---------- DATASET ----------

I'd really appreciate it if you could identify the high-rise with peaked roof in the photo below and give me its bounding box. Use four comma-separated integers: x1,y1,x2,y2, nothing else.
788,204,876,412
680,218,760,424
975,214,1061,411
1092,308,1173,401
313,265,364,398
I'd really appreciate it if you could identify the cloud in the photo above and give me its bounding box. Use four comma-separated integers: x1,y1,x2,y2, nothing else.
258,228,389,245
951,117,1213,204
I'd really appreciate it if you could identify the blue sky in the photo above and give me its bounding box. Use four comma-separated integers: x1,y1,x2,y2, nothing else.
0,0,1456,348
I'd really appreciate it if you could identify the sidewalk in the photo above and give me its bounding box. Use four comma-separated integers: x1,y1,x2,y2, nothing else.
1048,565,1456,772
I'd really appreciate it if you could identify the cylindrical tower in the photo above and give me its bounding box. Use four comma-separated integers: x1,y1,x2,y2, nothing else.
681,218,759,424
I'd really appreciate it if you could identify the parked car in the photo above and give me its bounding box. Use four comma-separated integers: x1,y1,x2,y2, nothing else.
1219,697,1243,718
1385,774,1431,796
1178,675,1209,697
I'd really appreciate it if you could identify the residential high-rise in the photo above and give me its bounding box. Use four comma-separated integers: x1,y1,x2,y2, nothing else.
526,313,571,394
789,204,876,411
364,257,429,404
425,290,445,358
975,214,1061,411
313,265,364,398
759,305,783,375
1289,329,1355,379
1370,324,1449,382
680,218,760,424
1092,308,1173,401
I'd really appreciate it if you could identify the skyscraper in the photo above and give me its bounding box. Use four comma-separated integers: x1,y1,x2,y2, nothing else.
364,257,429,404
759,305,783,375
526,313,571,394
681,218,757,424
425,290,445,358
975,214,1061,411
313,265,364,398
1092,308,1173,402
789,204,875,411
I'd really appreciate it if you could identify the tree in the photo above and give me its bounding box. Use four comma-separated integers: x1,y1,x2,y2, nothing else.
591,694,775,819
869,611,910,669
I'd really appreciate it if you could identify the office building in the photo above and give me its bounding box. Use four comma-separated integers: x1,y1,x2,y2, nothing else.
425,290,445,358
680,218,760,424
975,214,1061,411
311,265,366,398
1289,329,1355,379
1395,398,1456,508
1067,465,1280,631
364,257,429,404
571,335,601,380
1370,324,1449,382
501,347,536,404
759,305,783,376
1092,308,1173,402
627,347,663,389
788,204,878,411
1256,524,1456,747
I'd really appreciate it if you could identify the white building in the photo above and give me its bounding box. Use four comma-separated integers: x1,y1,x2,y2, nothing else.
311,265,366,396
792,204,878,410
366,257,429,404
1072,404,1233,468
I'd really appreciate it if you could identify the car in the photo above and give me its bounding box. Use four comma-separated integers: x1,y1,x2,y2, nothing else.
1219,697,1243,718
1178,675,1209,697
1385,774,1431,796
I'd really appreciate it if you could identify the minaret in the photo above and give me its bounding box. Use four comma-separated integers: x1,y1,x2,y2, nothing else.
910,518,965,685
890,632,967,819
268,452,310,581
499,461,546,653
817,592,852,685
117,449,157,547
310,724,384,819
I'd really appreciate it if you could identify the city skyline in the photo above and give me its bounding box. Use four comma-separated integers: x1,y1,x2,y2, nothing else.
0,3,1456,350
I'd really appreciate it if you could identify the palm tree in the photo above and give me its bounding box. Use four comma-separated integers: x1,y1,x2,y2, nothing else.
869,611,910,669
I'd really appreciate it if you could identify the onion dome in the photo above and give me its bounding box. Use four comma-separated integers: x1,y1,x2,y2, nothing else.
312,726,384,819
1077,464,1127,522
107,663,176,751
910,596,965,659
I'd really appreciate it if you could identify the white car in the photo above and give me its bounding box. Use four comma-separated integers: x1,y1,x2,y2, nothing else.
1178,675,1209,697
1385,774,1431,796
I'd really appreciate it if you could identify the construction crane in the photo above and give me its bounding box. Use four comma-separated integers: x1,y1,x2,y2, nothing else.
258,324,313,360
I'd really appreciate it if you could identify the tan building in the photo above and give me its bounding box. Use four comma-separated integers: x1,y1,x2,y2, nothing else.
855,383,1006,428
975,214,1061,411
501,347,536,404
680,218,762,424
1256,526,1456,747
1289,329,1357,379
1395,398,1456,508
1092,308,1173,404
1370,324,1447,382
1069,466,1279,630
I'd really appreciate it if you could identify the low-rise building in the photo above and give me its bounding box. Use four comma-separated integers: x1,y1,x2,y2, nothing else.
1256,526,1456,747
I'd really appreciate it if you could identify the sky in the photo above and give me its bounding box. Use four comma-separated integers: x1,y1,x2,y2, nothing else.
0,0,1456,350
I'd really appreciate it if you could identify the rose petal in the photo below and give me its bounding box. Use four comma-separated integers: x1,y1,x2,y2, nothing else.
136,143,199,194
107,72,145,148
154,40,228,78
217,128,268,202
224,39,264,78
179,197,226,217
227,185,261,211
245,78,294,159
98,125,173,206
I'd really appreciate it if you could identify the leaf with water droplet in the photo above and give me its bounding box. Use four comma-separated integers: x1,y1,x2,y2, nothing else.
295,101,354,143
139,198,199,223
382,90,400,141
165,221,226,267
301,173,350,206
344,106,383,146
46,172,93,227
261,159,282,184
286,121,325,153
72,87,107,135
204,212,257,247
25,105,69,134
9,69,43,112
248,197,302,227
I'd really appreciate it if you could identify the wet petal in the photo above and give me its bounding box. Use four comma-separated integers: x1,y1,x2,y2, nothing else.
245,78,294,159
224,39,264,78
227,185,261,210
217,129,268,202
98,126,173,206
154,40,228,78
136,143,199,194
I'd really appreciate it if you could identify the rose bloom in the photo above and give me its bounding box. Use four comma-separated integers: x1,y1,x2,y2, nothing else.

----------

--- TASK ---
Rewrite everything from the line containing "I'd really appreciate it if you could identify the white car" down to the line containing "248,197,302,227", renaming "bounding box" to "bounding rectangle" wherever it occurs. Leave every other word and line unchanged.

--- RESULT OF THIS TASK ---
I'd really appreciate it if you could identify the white car in the photo above and give me its bounding rectangle. Use four comma-separated integers: x1,y1,x2,y2, nothing else.
1178,675,1209,697
1385,774,1431,796
I'd really appreciate it if you could identify the construction crane in the photo above and give me its bounding rectangle. Use four comma-separated integers: x1,y1,x2,y2, nothing else.
258,324,313,360
I'd really appreciate it if you could identify the tan building in the photo above and give me its bounding rectangle. Use four comma-separated integers: x1,y1,x2,y2, nothing else.
855,383,1006,428
975,214,1061,411
501,347,536,404
680,218,762,424
1256,526,1456,747
1289,329,1357,379
1395,398,1456,508
1092,308,1173,404
1370,324,1447,382
1069,466,1279,630
I'd really appreciate it if you could identify the low-rise building in the photo above and give me its bounding rectangle. Use four comma-separated integers: x1,y1,x2,y2, nothing else.
1256,526,1456,747
I'd really appreciate it if you could identify the sky in the photo above and give me its bounding rectangle. Use four comma-separated integers: x1,y1,x2,y2, nothing else.
0,0,1456,350
I'd really appreciate it if you could identify the rose petal in the photo below and give me its bounding rectangle. Use four comma-separated integers: x1,y1,x2,y2, nothing else.
136,143,199,194
107,72,145,148
154,40,228,78
217,128,268,202
224,39,264,78
179,197,226,217
227,185,261,211
245,78,294,159
98,125,173,206
I'd really appreciate it if you could identify the leaf with water droplet in the photo above and give me its bounding rectangle. Use four comma-separated integers: x1,y1,x2,y2, nothing else.
295,101,354,143
139,198,199,223
382,90,400,141
165,221,226,267
301,173,350,206
344,106,383,146
46,172,93,227
261,159,282,184
286,121,325,153
72,87,107,135
204,212,257,247
25,105,69,134
9,69,43,112
248,197,302,227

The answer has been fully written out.